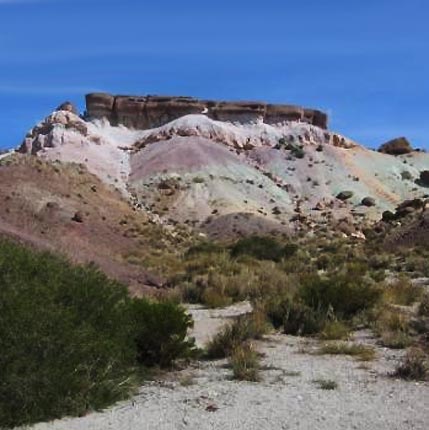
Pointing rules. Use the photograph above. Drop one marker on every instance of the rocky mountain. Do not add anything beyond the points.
(230, 168)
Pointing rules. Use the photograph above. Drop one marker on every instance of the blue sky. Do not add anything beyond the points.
(366, 62)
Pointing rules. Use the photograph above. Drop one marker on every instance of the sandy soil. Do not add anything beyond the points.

STATED GOAL –
Can you rewrite the records with "marker" changed to "dot" and every other word left as it is? Leave the pictures out of your answer.

SOLUTION TO THIS EXERCISE –
Pointing rules. Use the photograph above. Drop one dot on every instance of the rocky mountain. Do not add anything beyond the points.
(230, 168)
Pointing rules. Use the photograph above. Drop one dot on every instance of the blue sky. Do not add anything beyond the points.
(366, 62)
Pointing rules. Use the photograph above. Drop one dot on every instance of the sandy soil. Do not add anything beyond the points.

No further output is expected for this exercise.